* TASK TO COMPLETE:
Restate, in full and unchanged, the entries that follow, but not their pictures.

* RECORDS SHOWN:
== Segment start ==
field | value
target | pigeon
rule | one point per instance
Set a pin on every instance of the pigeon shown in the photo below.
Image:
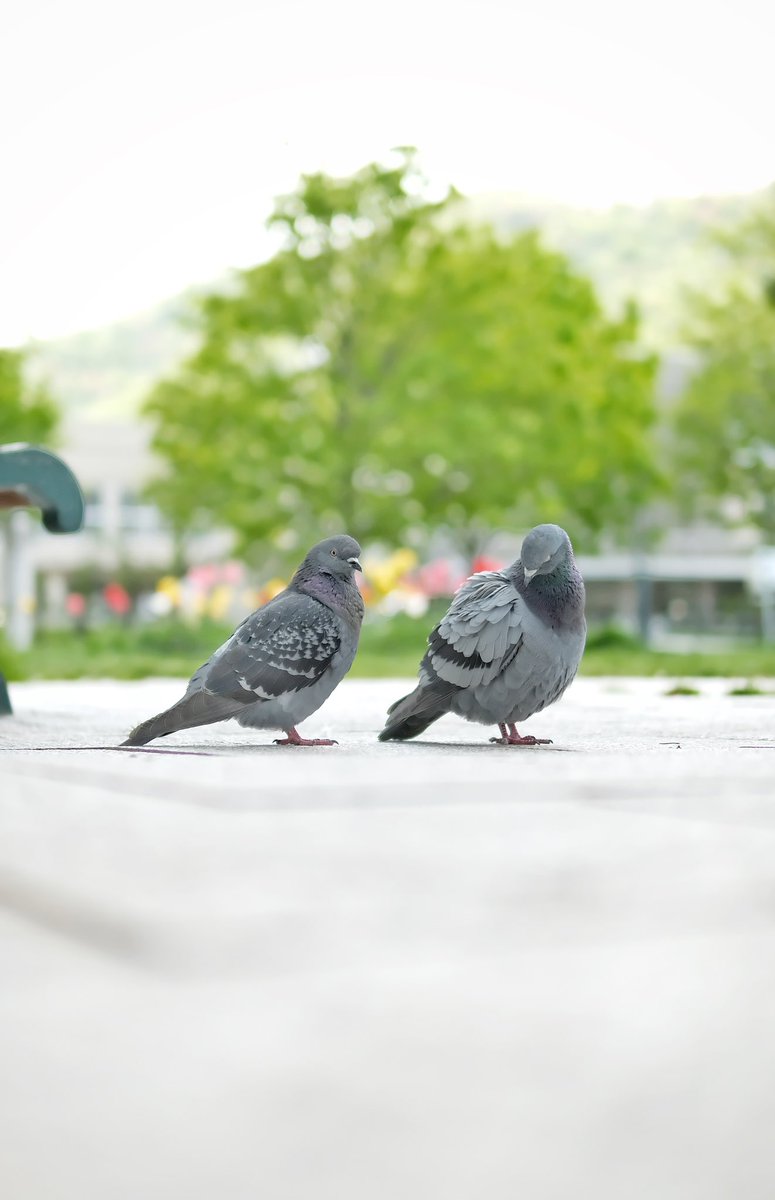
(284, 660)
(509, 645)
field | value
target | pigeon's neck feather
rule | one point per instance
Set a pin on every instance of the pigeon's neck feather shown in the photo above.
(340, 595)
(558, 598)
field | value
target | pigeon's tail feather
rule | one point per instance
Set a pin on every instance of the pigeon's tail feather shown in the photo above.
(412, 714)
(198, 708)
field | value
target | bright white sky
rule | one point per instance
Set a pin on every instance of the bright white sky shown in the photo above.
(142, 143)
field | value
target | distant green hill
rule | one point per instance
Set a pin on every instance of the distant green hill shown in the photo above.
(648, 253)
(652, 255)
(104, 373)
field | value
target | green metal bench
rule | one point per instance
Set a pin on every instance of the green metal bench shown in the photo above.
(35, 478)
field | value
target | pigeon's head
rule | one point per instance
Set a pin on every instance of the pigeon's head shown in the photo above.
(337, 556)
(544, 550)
== Segment end ==
* RESULT OF THE EXERCISE:
field | value
target | pigeon
rule | one point per instance
Set a pin on every instance of the pigeon shown in the photo below.
Image:
(284, 660)
(509, 645)
field | value
target | pigeon's neck feather
rule | one point per instance
Set a pin on every instance of the pigeon's neck feather shown in the photo above.
(340, 595)
(558, 598)
field | value
target | pigeon's tail feather
rule | one point per instance
Set a pin on every instance of the pigeon's tail feather shown in the photo above.
(412, 714)
(198, 708)
field | value
target | bright white sky
rule | one point per instance
Set a pin on every instance of the bright white sky shown in the photo above.
(142, 143)
field | value
target | distant green hill
rule | one point per instance
Set a pin on every instance of the distant green hill shown in the photo above.
(648, 253)
(652, 255)
(104, 373)
field | value
target | green metal bench
rule | one point per instance
Set a pin on every instance of the green metal bench shown in the photo above.
(35, 478)
field | value
target | pigeon's head
rule | one point per instance
Set a pin on every instance of the pigeon's head shown in the photo above.
(337, 556)
(544, 550)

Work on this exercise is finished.